EXERCISE OBJECTIVE
How many of the lines below contain the string "right"? Reply with the number alone.

INFORMATION PROVIDED
★ ★ ★ ★ ★ ★ ★

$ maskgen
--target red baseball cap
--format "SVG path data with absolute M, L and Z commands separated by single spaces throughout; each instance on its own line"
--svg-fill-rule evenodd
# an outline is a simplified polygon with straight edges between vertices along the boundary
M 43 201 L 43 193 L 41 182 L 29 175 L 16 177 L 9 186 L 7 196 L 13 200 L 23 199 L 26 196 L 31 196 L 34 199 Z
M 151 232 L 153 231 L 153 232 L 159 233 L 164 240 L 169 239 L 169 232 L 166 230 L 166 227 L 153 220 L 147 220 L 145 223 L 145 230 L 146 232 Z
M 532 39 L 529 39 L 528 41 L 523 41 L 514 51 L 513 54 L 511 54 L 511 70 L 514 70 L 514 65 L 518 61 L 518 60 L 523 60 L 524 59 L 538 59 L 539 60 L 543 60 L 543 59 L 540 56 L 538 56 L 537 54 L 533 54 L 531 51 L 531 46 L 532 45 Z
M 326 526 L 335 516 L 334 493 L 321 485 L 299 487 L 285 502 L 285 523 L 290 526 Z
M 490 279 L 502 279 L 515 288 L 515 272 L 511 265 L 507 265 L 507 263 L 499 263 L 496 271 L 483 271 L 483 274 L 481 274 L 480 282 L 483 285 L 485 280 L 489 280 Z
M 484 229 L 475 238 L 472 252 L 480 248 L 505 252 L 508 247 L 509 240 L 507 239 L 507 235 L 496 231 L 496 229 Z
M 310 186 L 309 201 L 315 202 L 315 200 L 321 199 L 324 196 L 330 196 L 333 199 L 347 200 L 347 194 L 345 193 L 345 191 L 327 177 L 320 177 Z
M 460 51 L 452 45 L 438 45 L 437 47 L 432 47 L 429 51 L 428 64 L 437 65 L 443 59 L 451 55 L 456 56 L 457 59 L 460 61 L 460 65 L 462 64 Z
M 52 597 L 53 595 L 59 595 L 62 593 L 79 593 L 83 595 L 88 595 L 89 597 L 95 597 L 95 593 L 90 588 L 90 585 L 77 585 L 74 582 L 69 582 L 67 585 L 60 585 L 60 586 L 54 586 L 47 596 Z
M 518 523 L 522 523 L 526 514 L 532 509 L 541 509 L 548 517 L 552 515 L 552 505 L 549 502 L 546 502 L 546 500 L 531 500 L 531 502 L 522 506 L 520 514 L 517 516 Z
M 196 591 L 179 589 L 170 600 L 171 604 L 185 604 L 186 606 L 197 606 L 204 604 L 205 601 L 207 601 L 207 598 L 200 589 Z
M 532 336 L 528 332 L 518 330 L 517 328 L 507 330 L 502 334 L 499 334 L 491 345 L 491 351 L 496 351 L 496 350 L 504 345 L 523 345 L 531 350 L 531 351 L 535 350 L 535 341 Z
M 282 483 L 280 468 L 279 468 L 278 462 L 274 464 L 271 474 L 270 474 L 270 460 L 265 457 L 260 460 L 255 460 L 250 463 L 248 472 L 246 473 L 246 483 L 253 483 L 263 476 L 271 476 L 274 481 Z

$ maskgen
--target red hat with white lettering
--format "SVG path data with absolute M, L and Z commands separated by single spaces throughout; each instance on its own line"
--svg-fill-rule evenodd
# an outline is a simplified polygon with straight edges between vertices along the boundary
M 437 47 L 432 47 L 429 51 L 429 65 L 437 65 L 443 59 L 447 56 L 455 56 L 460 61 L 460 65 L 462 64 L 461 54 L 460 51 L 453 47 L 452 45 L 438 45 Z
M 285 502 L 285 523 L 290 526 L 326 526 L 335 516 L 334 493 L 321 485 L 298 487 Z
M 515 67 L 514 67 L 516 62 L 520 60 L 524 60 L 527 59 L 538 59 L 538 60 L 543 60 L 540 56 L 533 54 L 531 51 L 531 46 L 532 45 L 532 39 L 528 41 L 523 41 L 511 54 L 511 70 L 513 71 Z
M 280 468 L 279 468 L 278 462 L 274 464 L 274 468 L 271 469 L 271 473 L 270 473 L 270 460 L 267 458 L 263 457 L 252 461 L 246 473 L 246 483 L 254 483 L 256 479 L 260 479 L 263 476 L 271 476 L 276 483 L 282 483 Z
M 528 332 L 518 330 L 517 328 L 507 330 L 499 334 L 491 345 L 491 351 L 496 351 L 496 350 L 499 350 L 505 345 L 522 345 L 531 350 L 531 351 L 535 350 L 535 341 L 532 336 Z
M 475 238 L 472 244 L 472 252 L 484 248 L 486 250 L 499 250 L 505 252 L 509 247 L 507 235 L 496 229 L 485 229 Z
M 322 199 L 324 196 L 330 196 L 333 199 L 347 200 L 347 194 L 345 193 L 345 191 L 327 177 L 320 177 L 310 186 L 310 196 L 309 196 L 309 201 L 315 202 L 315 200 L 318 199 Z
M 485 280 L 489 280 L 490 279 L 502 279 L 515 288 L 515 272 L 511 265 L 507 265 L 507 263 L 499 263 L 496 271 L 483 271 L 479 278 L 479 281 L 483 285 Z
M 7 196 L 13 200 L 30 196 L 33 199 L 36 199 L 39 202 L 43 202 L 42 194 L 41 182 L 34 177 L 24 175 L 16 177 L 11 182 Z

★ ★ ★ ★ ★ ★ ★

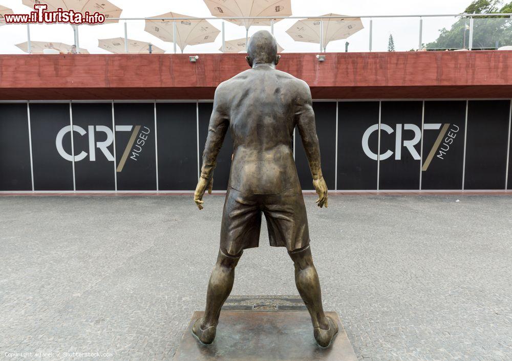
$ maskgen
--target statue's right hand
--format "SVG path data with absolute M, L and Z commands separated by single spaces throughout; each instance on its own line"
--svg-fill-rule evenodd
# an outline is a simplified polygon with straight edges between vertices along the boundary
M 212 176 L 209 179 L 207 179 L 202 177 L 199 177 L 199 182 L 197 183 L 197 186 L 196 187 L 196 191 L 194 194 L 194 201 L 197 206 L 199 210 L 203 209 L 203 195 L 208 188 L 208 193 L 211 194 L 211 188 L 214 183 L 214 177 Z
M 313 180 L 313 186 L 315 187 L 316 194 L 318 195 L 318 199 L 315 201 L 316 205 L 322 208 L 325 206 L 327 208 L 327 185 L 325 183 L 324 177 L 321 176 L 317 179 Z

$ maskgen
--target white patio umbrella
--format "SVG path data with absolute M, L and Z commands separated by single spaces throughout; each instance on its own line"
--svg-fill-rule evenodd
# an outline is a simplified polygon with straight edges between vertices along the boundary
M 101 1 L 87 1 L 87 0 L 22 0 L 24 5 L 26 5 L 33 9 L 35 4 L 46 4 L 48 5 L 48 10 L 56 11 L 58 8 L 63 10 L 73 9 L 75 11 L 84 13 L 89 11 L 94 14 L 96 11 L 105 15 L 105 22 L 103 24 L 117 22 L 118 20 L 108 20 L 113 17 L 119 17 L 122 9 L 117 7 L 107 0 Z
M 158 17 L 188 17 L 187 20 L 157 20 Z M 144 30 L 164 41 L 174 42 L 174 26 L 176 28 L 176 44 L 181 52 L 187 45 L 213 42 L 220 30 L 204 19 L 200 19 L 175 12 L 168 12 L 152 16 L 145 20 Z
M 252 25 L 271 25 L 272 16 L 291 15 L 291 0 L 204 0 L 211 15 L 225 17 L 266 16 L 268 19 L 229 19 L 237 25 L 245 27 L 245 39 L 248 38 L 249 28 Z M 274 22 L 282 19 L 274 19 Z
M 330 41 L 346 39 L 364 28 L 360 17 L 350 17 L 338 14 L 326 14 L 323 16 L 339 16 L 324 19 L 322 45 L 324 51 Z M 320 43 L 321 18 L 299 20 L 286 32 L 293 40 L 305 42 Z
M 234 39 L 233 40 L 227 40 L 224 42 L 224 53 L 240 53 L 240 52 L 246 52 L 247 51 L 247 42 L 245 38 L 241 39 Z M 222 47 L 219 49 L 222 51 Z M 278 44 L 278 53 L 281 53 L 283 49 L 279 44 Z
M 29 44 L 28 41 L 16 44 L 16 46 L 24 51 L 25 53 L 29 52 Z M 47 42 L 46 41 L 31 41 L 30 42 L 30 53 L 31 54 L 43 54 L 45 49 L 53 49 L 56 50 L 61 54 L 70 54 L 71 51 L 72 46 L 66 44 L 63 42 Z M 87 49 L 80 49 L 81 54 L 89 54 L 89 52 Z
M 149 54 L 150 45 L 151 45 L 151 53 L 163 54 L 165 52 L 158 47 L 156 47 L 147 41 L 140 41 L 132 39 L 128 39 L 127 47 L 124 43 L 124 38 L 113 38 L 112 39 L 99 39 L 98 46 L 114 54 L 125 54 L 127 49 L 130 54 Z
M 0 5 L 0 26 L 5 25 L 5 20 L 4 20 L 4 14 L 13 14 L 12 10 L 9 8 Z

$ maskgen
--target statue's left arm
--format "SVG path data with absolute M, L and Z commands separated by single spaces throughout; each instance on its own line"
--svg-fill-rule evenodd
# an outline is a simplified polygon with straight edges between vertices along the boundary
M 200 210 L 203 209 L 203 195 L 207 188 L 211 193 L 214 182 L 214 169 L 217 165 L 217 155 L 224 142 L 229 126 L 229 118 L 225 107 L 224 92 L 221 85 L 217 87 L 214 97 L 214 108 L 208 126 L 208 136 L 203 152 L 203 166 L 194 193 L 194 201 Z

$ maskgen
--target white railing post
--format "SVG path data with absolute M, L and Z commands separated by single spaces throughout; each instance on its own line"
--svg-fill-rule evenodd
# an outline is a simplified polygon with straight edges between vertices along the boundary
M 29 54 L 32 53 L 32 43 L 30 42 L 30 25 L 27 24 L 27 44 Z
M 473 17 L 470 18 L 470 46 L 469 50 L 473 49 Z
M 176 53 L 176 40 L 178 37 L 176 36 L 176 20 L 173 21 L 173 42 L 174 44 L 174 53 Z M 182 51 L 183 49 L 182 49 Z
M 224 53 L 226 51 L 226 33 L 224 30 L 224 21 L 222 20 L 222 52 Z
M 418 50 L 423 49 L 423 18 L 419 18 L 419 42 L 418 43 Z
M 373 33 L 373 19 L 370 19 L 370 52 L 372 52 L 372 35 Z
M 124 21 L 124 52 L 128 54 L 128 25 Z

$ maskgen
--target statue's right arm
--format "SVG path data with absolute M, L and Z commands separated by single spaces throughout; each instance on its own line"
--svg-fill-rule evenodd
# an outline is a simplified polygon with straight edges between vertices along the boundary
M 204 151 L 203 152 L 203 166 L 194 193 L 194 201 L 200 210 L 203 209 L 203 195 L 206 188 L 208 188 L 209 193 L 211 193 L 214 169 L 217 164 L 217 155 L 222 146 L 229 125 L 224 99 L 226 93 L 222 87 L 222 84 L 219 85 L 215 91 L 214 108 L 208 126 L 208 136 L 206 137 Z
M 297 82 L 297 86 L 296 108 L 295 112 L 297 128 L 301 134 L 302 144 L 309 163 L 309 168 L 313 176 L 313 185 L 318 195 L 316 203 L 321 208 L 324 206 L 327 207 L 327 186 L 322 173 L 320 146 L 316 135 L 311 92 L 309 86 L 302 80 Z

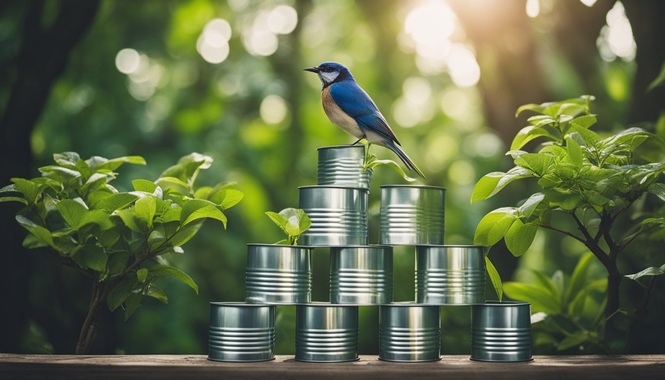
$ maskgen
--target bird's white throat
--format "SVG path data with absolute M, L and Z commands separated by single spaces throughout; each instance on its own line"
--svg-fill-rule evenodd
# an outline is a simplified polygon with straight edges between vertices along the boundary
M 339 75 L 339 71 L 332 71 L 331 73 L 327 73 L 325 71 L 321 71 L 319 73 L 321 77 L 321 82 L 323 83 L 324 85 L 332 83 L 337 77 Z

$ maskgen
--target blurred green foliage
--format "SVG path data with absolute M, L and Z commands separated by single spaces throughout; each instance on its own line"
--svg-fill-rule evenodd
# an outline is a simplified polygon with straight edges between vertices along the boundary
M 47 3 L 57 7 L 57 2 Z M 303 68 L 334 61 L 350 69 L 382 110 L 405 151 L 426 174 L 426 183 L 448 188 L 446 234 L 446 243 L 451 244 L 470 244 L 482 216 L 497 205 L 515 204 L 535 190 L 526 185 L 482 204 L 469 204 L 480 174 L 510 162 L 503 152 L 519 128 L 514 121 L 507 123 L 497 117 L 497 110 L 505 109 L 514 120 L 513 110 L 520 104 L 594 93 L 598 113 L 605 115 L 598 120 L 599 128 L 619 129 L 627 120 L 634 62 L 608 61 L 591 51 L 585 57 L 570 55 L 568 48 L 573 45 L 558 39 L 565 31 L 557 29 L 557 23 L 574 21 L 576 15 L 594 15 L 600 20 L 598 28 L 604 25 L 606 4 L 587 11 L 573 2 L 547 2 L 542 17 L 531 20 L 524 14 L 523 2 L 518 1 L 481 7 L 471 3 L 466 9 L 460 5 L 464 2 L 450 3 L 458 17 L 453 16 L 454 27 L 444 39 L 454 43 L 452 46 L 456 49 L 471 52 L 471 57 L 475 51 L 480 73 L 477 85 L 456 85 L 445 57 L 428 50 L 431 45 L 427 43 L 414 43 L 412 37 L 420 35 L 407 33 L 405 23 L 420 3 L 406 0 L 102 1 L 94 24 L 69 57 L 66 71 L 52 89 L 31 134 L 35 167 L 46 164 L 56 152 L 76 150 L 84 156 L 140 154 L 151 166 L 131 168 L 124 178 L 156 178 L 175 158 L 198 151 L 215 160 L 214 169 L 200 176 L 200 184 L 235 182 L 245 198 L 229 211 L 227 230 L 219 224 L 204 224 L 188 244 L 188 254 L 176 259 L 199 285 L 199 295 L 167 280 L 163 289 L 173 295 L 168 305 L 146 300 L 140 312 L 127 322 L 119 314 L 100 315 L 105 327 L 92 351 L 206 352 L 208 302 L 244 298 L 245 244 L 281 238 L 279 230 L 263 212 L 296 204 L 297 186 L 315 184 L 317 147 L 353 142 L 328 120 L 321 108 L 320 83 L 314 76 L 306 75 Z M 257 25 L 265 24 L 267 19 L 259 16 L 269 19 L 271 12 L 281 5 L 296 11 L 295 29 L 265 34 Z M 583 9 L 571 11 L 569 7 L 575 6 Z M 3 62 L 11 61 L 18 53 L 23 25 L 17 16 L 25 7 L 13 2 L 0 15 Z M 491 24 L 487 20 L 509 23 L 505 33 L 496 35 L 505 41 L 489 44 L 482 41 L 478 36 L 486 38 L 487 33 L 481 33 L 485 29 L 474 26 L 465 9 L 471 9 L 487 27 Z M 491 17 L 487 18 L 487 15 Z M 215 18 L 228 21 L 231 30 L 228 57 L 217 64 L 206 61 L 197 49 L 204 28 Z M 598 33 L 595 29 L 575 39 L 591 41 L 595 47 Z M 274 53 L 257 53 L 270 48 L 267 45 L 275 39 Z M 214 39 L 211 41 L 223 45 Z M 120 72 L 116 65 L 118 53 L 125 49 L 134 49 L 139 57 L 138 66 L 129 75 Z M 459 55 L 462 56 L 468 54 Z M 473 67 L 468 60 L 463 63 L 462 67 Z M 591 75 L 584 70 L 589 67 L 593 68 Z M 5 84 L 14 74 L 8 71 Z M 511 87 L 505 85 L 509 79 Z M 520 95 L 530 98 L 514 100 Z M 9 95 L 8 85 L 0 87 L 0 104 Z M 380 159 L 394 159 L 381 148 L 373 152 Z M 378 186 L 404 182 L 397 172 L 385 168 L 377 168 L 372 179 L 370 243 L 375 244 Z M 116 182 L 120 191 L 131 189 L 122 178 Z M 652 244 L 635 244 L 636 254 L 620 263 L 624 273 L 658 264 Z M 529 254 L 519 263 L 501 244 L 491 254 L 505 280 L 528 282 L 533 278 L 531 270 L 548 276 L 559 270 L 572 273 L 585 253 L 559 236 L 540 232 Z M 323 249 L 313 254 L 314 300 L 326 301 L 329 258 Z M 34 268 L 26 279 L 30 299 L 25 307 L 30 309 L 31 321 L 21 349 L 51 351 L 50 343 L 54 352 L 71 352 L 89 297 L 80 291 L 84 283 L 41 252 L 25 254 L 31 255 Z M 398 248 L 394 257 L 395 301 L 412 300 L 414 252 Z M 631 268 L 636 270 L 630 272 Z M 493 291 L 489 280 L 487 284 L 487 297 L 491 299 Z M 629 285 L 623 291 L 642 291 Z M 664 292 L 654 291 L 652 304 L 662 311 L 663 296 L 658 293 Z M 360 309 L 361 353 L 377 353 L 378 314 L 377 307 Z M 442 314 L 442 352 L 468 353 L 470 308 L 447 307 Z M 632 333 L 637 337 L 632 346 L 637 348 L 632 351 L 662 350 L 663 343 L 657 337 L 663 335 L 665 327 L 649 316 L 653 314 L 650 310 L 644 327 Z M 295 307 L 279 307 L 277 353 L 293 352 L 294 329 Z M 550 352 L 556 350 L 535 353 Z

★ ★ ★ ★ ★ ★ ★

OUTPUT BELOW
2